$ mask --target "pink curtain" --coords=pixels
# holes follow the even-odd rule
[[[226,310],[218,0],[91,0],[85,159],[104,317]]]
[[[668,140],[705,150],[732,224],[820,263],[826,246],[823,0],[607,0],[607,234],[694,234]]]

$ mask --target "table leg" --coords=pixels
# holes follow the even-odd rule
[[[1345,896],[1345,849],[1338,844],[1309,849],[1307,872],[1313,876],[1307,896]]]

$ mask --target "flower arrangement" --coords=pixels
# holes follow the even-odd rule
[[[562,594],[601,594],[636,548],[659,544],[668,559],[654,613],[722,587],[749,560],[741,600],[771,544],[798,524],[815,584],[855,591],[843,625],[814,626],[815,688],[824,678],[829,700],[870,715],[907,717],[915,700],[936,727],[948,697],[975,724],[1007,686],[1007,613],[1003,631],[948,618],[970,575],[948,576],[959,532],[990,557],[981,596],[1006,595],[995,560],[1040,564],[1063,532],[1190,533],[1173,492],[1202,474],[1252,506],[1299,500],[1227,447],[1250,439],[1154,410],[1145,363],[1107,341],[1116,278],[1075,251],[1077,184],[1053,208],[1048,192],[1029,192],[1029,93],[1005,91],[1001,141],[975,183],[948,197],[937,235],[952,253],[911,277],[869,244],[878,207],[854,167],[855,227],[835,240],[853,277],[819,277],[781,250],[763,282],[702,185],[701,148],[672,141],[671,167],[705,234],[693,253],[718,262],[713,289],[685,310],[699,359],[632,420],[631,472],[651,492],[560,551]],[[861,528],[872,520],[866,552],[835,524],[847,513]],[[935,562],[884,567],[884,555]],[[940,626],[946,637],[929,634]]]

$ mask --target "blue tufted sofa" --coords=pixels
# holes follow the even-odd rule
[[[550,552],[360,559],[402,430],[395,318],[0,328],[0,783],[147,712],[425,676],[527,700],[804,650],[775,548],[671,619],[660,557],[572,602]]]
════════════════════
Report each line of the items above that contains the string "target", treating uppercase and lowercase letters as different.

$ mask --target "pink curtain" --coords=pixels
$ mask --target "table leg" --coords=pixels
$ mask --target "flower arrangement" --coords=pixels
$ mask --target "blue tufted sofa" --coords=pixels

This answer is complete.